### How to complete this task
The response must restate the data exactly, with nothing left out.

### Supplied data
----------

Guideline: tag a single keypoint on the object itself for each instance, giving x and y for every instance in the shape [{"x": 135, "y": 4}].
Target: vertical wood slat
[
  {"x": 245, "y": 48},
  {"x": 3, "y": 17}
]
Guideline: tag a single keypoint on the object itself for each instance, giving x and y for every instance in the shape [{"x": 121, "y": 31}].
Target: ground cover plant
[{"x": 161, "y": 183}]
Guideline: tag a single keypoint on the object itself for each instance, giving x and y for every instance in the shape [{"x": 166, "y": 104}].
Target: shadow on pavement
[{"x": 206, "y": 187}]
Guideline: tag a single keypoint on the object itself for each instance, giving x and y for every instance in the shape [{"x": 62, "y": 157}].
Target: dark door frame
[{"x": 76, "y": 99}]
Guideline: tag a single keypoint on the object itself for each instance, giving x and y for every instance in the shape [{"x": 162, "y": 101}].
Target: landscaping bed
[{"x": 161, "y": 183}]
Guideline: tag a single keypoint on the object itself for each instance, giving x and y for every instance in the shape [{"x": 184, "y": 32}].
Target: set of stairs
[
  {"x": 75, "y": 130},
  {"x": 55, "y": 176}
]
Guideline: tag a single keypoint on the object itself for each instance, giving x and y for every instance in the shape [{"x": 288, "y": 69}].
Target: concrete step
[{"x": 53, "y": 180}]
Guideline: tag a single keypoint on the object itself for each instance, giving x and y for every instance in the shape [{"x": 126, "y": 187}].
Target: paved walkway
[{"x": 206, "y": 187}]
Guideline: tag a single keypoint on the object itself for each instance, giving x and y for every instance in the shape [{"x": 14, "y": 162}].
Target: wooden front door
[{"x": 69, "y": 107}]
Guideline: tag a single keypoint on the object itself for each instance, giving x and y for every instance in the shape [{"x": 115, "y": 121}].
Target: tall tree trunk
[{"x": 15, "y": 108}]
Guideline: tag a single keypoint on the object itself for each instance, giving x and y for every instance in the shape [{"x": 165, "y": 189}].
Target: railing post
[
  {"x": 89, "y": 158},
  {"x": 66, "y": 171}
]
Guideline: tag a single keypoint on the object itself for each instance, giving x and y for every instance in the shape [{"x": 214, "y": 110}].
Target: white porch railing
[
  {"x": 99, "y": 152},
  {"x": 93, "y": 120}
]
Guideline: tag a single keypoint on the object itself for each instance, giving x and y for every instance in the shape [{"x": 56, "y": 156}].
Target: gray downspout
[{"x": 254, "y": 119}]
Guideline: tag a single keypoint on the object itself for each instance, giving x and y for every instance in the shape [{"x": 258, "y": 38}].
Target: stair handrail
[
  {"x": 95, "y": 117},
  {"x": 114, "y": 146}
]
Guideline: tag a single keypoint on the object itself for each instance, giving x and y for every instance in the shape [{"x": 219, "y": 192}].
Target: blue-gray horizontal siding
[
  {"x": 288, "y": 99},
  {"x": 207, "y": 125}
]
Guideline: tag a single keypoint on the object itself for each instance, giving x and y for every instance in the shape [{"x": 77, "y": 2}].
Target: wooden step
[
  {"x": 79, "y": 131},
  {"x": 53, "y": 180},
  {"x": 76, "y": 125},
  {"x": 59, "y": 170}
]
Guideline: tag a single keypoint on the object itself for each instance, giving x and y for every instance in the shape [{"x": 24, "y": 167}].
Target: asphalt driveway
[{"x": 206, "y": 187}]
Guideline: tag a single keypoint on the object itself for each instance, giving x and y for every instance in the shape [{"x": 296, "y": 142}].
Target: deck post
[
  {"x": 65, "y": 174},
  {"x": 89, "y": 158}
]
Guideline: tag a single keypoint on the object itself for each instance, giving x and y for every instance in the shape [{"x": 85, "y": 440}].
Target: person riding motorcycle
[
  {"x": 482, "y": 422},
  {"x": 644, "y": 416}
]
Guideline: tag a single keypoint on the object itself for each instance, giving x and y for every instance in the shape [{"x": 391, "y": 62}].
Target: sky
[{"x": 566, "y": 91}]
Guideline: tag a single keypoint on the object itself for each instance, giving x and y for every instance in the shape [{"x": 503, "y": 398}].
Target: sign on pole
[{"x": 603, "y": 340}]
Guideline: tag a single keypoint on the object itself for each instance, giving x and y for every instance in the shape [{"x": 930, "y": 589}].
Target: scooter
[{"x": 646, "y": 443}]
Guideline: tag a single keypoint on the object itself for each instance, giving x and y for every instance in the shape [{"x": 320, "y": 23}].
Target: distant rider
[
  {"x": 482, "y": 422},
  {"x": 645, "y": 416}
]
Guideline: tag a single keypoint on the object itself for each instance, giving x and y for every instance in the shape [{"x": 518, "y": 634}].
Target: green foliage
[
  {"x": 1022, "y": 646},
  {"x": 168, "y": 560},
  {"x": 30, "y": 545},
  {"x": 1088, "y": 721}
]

----------

### Result of this exercise
Guideline: tag a single keypoint on the object itself for each instance, giving x and y for every instance in the shape [{"x": 135, "y": 4}].
Target: vertical wood slat
[
  {"x": 245, "y": 48},
  {"x": 3, "y": 17}
]
Guideline: tag a single keypoint on the object itself for each instance, giving x and y for every instance in the shape [{"x": 121, "y": 31}].
Target: ground cover plant
[{"x": 161, "y": 183}]
Guideline: tag a single keypoint on the object itself for each instance, giving x and y for every instance in the shape [{"x": 166, "y": 104}].
Target: shadow on pavement
[{"x": 206, "y": 187}]
Guideline: tag a single keypoint on the object itself for each instance, giving x and y for every instance in the shape [{"x": 62, "y": 157}].
Target: dark door frame
[{"x": 76, "y": 99}]
Guideline: tag a single keypoint on the object itself for each instance, giving x and y for every instance in the shape [{"x": 162, "y": 101}].
Target: landscaping bed
[{"x": 161, "y": 183}]
Guideline: tag a single keypoint on the object itself for each instance, giving x and y for every instance in the shape [{"x": 184, "y": 32}].
Target: set of stairs
[
  {"x": 75, "y": 130},
  {"x": 55, "y": 176}
]
Guideline: tag a single keypoint on the object itself for each instance, giving x and y for every instance in the shape [{"x": 288, "y": 69}].
Target: concrete step
[{"x": 53, "y": 180}]
Guideline: tag a single keypoint on the object itself for each instance, giving x and y for every instance in the shape [{"x": 126, "y": 187}].
Target: paved walkway
[{"x": 206, "y": 187}]
Guideline: tag a single keypoint on the object itself for each instance, giving x and y for every instance in the shape [{"x": 14, "y": 162}].
Target: wooden front door
[{"x": 69, "y": 107}]
Guideline: tag a single keypoint on the object itself for each instance, giving x and y for every instance in the shape [{"x": 115, "y": 121}].
Target: tall tree trunk
[{"x": 15, "y": 108}]
Guideline: tag a single keypoint on the object itself for each instance, giving x and y for every instance in the shape [{"x": 165, "y": 189}].
Target: railing post
[
  {"x": 89, "y": 158},
  {"x": 66, "y": 171}
]
Guideline: tag a single keypoint on the object itself for each instance, giving x and y for every instance in the shape [{"x": 214, "y": 110}].
Target: white porch railing
[
  {"x": 99, "y": 152},
  {"x": 93, "y": 120}
]
Guideline: tag a single keypoint on the object itself for each instance, giving x and y for every instance in the shape [{"x": 56, "y": 156}].
Target: gray downspout
[{"x": 254, "y": 119}]
Guideline: tag a single keypoint on the object itself for each instance, giving x and y for every instance in the shape [{"x": 258, "y": 38}].
Target: stair handrail
[
  {"x": 95, "y": 117},
  {"x": 114, "y": 146}
]
Guideline: tag a single keypoint on the object itself for each instance, giving x and y for every instance in the shape [{"x": 219, "y": 192}].
Target: blue-gray horizontal siding
[
  {"x": 288, "y": 99},
  {"x": 207, "y": 125}
]
Guideline: tag a single keypoint on the object itself for each instance, giving x and y for every instance in the shape [{"x": 77, "y": 2}].
Target: wooden step
[
  {"x": 79, "y": 131},
  {"x": 53, "y": 180},
  {"x": 76, "y": 125},
  {"x": 59, "y": 170}
]
Guideline: tag a single keypoint on the object itself for each instance, giving x and y for every instance in the shape [{"x": 24, "y": 167}].
Target: asphalt driveway
[{"x": 206, "y": 187}]
Guideline: tag a single keypoint on the object itself for each instance, giving x and y for every instance in the shape [{"x": 296, "y": 142}].
Target: deck post
[
  {"x": 65, "y": 174},
  {"x": 89, "y": 158}
]
Guideline: tag a single keypoint on the object itself for each instance, giving x and y for every instance in the shape [{"x": 85, "y": 440}].
Target: person riding motorcycle
[
  {"x": 482, "y": 422},
  {"x": 644, "y": 416}
]
Guideline: tag a single keypoint on the object itself for each instance, giving x and y for every instance in the shape [{"x": 391, "y": 62}].
Target: sky
[{"x": 566, "y": 91}]
Guideline: tag a single keypoint on the object itself for each instance, giving x and y for every instance in the shape [{"x": 503, "y": 398}].
Target: sign on pole
[{"x": 603, "y": 340}]
Guideline: tag a single keypoint on the object itself for each instance, giving x and y for every instance in the shape [{"x": 930, "y": 589}].
Target: scooter
[{"x": 646, "y": 443}]
Guideline: tag a single keypoint on the object itself for each instance, giving x and y for every instance in the shape [{"x": 320, "y": 23}].
Target: distant rider
[
  {"x": 482, "y": 422},
  {"x": 645, "y": 416}
]
Guideline: tag a single keypoint on the object itself for each instance, giving x and y for every instance in the shape [{"x": 518, "y": 634}].
Target: green foliage
[
  {"x": 1022, "y": 646},
  {"x": 168, "y": 560},
  {"x": 30, "y": 545},
  {"x": 1088, "y": 721}
]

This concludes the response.